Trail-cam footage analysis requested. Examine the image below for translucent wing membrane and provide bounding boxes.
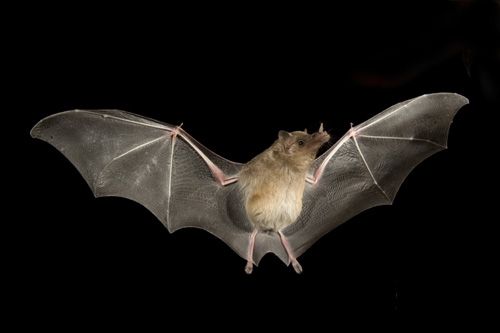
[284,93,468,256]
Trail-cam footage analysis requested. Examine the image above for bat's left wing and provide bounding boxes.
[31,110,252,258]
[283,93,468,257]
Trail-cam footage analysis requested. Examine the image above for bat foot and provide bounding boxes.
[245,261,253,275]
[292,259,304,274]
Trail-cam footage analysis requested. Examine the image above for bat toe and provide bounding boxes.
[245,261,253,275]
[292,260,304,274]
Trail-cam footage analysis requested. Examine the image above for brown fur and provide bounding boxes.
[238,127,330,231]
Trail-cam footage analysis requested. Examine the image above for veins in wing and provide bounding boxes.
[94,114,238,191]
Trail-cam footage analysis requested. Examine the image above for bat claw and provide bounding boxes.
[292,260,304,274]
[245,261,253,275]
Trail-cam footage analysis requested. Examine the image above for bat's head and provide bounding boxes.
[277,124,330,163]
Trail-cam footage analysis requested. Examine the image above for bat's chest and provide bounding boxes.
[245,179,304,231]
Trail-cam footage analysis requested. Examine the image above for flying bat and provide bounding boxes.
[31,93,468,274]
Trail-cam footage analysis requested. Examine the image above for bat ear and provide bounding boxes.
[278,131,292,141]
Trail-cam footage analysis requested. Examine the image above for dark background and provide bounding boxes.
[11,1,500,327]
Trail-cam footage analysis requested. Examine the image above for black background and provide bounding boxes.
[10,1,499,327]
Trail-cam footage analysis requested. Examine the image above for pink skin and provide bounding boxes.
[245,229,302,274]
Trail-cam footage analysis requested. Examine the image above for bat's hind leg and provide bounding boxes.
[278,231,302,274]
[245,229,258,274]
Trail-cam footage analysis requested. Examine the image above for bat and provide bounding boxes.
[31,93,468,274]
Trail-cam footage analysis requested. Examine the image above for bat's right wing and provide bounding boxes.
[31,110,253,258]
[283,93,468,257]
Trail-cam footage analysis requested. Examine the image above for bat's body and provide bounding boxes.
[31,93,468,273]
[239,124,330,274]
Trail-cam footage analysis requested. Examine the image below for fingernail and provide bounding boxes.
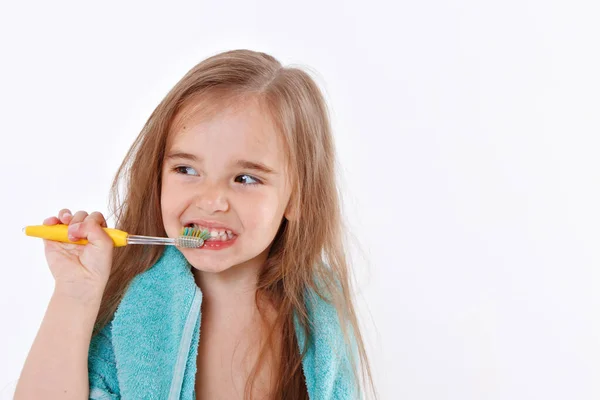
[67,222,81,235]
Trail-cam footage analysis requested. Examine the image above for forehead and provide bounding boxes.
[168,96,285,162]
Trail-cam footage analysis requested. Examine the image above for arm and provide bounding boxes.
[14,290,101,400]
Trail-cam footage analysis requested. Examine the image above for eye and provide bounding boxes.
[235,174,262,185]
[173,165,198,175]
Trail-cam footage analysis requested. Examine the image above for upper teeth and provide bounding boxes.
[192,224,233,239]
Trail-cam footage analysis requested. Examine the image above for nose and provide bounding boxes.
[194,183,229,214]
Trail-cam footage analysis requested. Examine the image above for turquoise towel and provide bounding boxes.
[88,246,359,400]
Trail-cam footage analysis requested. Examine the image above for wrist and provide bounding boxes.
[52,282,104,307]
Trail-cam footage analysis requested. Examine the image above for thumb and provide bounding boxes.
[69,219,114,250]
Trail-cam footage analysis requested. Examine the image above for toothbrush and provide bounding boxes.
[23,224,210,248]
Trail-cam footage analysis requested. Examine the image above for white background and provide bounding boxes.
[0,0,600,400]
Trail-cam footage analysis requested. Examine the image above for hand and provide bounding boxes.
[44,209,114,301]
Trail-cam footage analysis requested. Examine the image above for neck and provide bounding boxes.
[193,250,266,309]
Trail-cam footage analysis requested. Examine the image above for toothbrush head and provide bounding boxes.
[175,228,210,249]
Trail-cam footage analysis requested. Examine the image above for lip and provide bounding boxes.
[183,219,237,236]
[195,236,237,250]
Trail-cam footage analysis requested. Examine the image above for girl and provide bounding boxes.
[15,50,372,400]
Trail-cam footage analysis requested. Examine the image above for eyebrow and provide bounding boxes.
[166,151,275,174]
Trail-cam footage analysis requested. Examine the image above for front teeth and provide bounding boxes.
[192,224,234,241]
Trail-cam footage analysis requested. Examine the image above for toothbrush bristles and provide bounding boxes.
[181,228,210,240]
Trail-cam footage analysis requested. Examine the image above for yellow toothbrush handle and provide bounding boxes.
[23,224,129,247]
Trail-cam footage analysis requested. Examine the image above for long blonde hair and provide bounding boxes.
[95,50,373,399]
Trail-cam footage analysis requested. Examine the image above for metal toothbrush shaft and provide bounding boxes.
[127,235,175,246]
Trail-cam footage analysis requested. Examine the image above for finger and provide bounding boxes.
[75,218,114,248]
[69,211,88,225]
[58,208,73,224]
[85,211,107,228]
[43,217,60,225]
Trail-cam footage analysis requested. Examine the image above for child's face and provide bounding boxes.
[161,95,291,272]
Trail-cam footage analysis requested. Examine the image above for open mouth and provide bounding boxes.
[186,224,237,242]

• **SHORT TASK**:
Recast all the entries above as a two-column CSV headed label_text and boxes, with one row per entry. Put the entry's text and its answer each in a single quoted field, replace line breaks with spaces, and leave the pictures out.

• **FINAL RESULT**:
label_text,boxes
"Trail-cam footage analysis requested. Examine the image below for translucent wing membrane and provide bounding boxes.","[284,93,468,256]"
"Trail-cam footage analysis requested. Examine the image above for bat's left wing and provide bounding boxes.","[31,110,252,258] [283,93,468,257]"
"Trail-cam footage analysis requested. Examine the image above for bat foot and provide bounding boxes.","[245,261,253,275] [292,259,304,274]"
"Trail-cam footage analysis requested. Examine the image above for bat toe and provide bounding boxes.","[245,261,253,275] [292,260,304,274]"
"Trail-cam footage analysis requested. Examine the image above for brown fur and provide bounding boxes.","[238,127,330,231]"
"Trail-cam footage analysis requested. Examine the image above for veins in wing and provide bounding boxes.","[94,114,238,191]"
"Trail-cam footage analysis requested. Examine the image above for bat claw and provide bounding boxes.","[292,260,304,274] [245,261,253,275]"
"Trail-cam footage analysis requested. Examine the image above for bat's head and provide bounding boxes.","[277,124,330,163]"
"Trail-cam footage analysis requested. Examine the image above for bat's chest and provide bounding boxes.","[245,179,304,231]"
"Trail-cam footage analysis requested. Examine the image above for flying bat and provide bounding boxes.","[31,93,468,274]"
"Trail-cam footage analysis requested. Examine the image above for bat ear and provide bounding boxes.","[278,131,292,141]"
"Trail-cam footage analysis requested. Examine the image above for dark background and provide bounding boxes.","[11,1,500,327]"
"Trail-cam footage analysis requested. Examine the image above for black background and provide bounding boxes.","[10,1,499,327]"
"Trail-cam footage analysis requested. Examine the image above for pink skin and provide bounding boxes.","[245,229,302,274]"
"Trail-cam footage analysis requested. Examine the image above for bat's hind leg and provide bounding boxes.","[278,231,302,274] [245,229,258,274]"
"Trail-cam footage analysis requested. Examine the image above for bat and provide bounding boxes.","[31,93,468,274]"
"Trail-cam footage analysis requested. Examine the image above for bat's right wing and provide bounding boxes.","[31,110,253,258] [283,93,468,257]"
"Trail-cam footage analysis requested. Examine the image above for bat's body and provide bounding boxes.","[31,93,468,273] [239,124,330,274]"
"Trail-cam footage analysis requested. Examine the image below for fingernail and provide bounding boxes.","[67,222,81,235]"
"Trail-cam footage analysis requested. Examine the image above for forehead and provide bounding boxes.","[168,96,285,162]"
"Trail-cam footage analysis requested. Examine the image above for arm and provide bounding boxes.","[14,290,101,400]"
"Trail-cam footage analysis requested. Examine the image above for eye and provide bounding boxes.","[235,174,262,185] [173,165,198,175]"
"Trail-cam footage analysis requested. Examine the image above for upper teeth and provide bounding boxes.","[192,224,233,239]"
"Trail-cam footage analysis requested. Examine the image above for nose and provide bounding boxes.","[194,183,229,214]"
"Trail-cam footage analysis requested. Examine the image above for turquoise towel and provide bounding boxes.","[88,246,359,400]"
"Trail-cam footage analysis requested. Examine the image above for wrist and provide bounding boxes.","[52,282,104,307]"
"Trail-cam footage analysis requested. Examine the image above for thumb and provide bounding boxes.","[69,219,114,250]"
"Trail-cam footage analysis requested. Examine the image above for toothbrush and provide bounding boxes.","[23,224,210,248]"
"Trail-cam footage analysis requested. Examine the image above for white background and provide bounding boxes.","[0,0,600,400]"
"Trail-cam footage analysis requested. Examine the image above for hand and provide bounding boxes.","[44,209,114,301]"
"Trail-cam footage analysis requested. Examine the image above for neck and provide bounding boxes.","[193,250,266,309]"
"Trail-cam footage analysis requested. Examine the image above for toothbrush head and provide bounding boxes.","[175,228,210,249]"
"Trail-cam footage analysis requested. Examine the image above for lip and provide bounding boxes.","[183,219,237,236] [195,236,237,250]"
"Trail-cam footage analysis requested. Examine the image above for girl and provide bounding boxes.","[15,50,372,400]"
"Trail-cam footage analysis requested. Examine the image above for eyebrow and provide bounding boxes.","[166,151,275,174]"
"Trail-cam footage analysis requested. Examine the image above for front teeth and provide bounding boxes.","[192,224,234,241]"
"Trail-cam footage analysis requested. Examine the image above for toothbrush bristles and provide bounding boxes.","[181,228,210,240]"
"Trail-cam footage analysis requested. Examine the image above for yellow toothbrush handle and provide bounding boxes.","[23,224,129,247]"
"Trail-cam footage analysis requested. Examine the image above for long blonde hair and provide bounding boxes.","[95,50,373,399]"
"Trail-cam footage analysis requested. Examine the image above for metal toothbrush shaft and provide bounding boxes.","[127,235,175,246]"
"Trail-cam footage analysis requested. Examine the image above for finger and provide bounding boxes.","[75,218,114,248] [69,211,88,225] [58,208,73,224] [85,211,107,228] [43,217,60,225]"
"Trail-cam footage analysis requested. Examine the image above for child's face and provide bounding boxes.","[161,95,291,272]"
"Trail-cam footage analysis requested. Examine the image above for open mouth and provide bounding boxes.","[186,224,237,242]"